*** INFORMATION SUPPLIED ***

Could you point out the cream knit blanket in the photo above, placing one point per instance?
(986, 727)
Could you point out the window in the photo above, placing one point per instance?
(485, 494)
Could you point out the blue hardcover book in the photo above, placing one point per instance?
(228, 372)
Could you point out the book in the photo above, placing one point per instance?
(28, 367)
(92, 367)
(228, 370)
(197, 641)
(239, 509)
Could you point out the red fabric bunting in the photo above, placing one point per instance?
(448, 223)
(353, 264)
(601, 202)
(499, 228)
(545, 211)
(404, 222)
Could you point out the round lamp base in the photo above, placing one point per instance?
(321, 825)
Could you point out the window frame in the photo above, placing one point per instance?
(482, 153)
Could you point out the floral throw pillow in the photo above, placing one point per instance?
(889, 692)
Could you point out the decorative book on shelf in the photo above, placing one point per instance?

*** End of INFORMATION SUPPLIED ***

> **WORK REQUIRED**
Produce a word-for-word restatement of all the records.

> **TASK OUTPUT**
Could you point out the cream knit blanket in the photo above, placing one point per instance?
(986, 727)
Could you point out the window in the photo above, placing one point per instance?
(485, 494)
Could you point out the blue hardcover book in the photo above, placing one point per instance?
(228, 372)
Could you point out the book in the photo above, placing one point per instance?
(28, 367)
(92, 367)
(228, 370)
(197, 641)
(239, 509)
Could you point out the red fabric bunting in the photo above, placing one point per instance?
(448, 223)
(353, 264)
(601, 202)
(499, 228)
(545, 211)
(404, 222)
Could you point out the round lamp base in the photo above, placing one point per instance?
(321, 825)
Could you point out the window frame in the photo above, placing one point per instance?
(482, 153)
Could you point out the floral throw pillow in the photo above, placing one point per instance?
(889, 692)
Could you point out the decorative book on shelf in the photo above, placing one point per instance?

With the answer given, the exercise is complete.